But the call counts do sound pretty damning.

regards, tom lane

#7Stephan Szabo
sszabo@megazone23.bigpanda.com
In reply to: Tom Lane (#6)
Re: [PERFORM] Foreign key performance

On Fri, 18 Apr 2003, Tom Lane wrote:

Stephan Szabo <sszabo@megazone23.bigpanda.com> writes:

Argh. I'm getting that state where gprof returns all 0s for times. I'm
pretty sure this has come up before along with how to get it to work, but
I couldn't find it in the archives. Someday I'll learn how to use gprof. :(

You're on Linux? You need to compile postmaster.c with -DLINUX_PROFILE.

Yep, thanks. :)

But the call counts do sound pretty damning.

Yeah, but even with my hack last night it was still appreciably slower
than immediate constraints. Comparing the call counts in that function
for the immediate versus deferred(hacked) weren't giving me a good idea of
where that time was going.

#8Stephan Szabo
sszabo@megazone23.bigpanda.com
In reply to: Stephan Szabo (#7)
1 attachment(s)
Re: [PERFORM] Foreign key performance

On Fri, 18 Apr 2003, Stephan Szabo wrote:

On Fri, 18 Apr 2003, Tom Lane wrote:

But the call counts do sound pretty damning.

Yeah, but even with my hack last night it was still appreciably slower
than immediate constraints. Comparing the call counts in that function
for the immediate versus deferred(hacked) weren't giving me a good idea of
where that time was going.

This last was due to assert checking I think. AllocSetCheck was the big
time waster on the hacked deferred case. Turning off assert checking I
get:

Median over 3 100000 inserts in one transaction (excepting the original
code which took a really long time so I ran it once) from time psql ...

No Fk 24.14s
Immediate FK 42.80s
Original Deferred FK 1862.06s
Hacked Deferred FK 35.30s

The hack was just the keeping around the list pointer from the last run
through (see attached - passed simple fk tests and regression, but there
might be problems I don't see). Looking at the code, I also wonder if we
would get some gain by not allocating the per_tuple_context at the
beginning but only when a non-deferred constraint is found since otherwise
we're creating and destroying the context and possibly never using it.
The cost would presumably be some boolean tests inside the inner loop.

Information shown:
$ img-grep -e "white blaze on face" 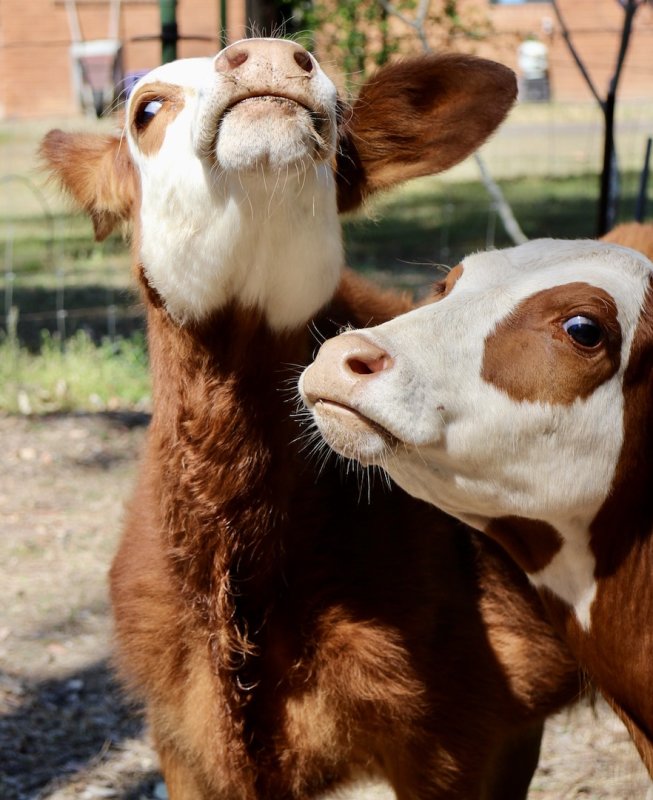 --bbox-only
[127,40,343,329]
[305,240,653,627]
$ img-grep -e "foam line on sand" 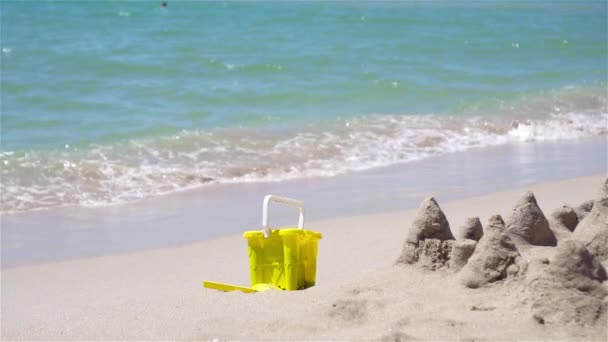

Problem:
Answer these questions about the foreign key performance thread.
(a) On Linux, which file must be compiled with which flag to get gprof timing to work?
(b) Which function was the big time waster in the hacked deferred case?
(c) What time is reported for the hacked deferred FK run?

Answer to this problem:
(a) postmaster.c, compiled with -DLINUX_PROFILE
(b) AllocSetCheck
(c) 35.30s